Stored data entries
*** Begin section ***
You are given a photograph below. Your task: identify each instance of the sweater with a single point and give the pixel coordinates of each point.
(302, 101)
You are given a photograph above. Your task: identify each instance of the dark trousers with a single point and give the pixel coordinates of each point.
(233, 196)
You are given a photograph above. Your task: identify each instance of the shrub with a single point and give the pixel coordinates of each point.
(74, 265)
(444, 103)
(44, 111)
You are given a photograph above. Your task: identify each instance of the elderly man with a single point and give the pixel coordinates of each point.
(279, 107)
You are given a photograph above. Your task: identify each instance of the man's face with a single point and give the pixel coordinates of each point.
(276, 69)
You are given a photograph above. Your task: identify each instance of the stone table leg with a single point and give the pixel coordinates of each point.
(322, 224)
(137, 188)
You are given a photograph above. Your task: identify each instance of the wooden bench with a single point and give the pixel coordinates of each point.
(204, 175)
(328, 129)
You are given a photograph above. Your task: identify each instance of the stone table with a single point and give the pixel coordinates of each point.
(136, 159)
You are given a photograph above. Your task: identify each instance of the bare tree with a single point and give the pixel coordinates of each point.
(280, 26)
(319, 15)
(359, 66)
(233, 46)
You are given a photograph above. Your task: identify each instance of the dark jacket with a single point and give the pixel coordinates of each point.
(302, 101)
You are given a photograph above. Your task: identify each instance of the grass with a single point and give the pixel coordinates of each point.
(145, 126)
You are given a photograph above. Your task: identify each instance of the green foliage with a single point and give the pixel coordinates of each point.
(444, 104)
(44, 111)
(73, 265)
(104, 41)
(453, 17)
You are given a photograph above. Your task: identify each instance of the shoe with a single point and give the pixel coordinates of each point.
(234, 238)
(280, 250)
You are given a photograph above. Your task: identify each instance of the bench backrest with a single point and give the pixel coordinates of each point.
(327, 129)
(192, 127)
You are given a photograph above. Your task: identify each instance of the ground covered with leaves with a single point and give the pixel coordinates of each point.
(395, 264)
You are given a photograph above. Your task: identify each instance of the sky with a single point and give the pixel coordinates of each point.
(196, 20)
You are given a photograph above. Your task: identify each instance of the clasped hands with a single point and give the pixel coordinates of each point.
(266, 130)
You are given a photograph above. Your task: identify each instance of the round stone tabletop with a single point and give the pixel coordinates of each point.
*** End section ***
→ TASK OBJECTIVE: This exercise requires that all of the entries be repeated exactly.

→ WORKED SOLUTION:
You are given a photograph below. Your task: identify each instance of the sweater with a single point and give the pixel coordinates of each point.
(302, 101)
You are given a photograph above. Your task: identify each instance of the dark trousers with a single point and give the pixel coordinates of each point.
(233, 196)
You are given a photograph above. Your task: identify each instance of the shrub with a single point and give the pixel coordinates of each point.
(74, 265)
(444, 103)
(44, 111)
You are given a photograph above. Your task: identify each instance of the elderly man with a single point and give the pixel coordinates of each point.
(279, 107)
You are given a photograph above. Your task: identify each instance of the man's face with a single point and give the pixel coordinates of each point.
(276, 69)
You are given a photograph above. Your task: identify each instance of the stone table leg with a single point and give the pixel coordinates of each point.
(322, 224)
(137, 188)
You are given a photograph above. Your task: identify each instance of the wooden bench with a single point and give the pixel coordinates of each point.
(204, 175)
(328, 129)
You are given a photograph above. Your task: identify each instance of the stone table with a single point and give the pixel coordinates of each point.
(136, 159)
You are given a photograph above. Your task: identify each instance of the bare tree with a single point and give the pixel coordinates of each point.
(280, 26)
(319, 15)
(359, 66)
(233, 46)
You are given a photograph above. Your task: identify each instance of the dark jacket with a single point and give the pixel coordinates of each point.
(302, 101)
You are given a photograph above. Your task: identify each instance of the grass with a single point and give the pixel coordinates of each point.
(145, 126)
You are given a photograph above. Your task: identify each instance of the green foliage with a single point and give the pixel coordinates of each point.
(444, 104)
(44, 111)
(73, 265)
(104, 41)
(453, 17)
You are given a photograph above. Your task: identify each instance of the shoe with a single point and give the pixel coordinates of each point.
(234, 238)
(280, 250)
You are given a photograph above. Your task: identify each instance of the bench backrest with a single point and give the pixel coordinates of each point.
(327, 129)
(192, 127)
You are given a photograph above. Your task: identify each instance of the ground covered with leaves with a single point and give the pixel coordinates of each point.
(395, 264)
You are given a photograph above. Your task: identify each instance of the sky with a single point and give the pixel coordinates of each point.
(196, 20)
You are given a photograph above. Your task: identify each instance of the clasped hands with a single point and give the pixel coordinates of each point.
(266, 130)
You are given a photograph above. Your task: identify each instance of the round stone tabletop with a single point and give the pixel coordinates of each point.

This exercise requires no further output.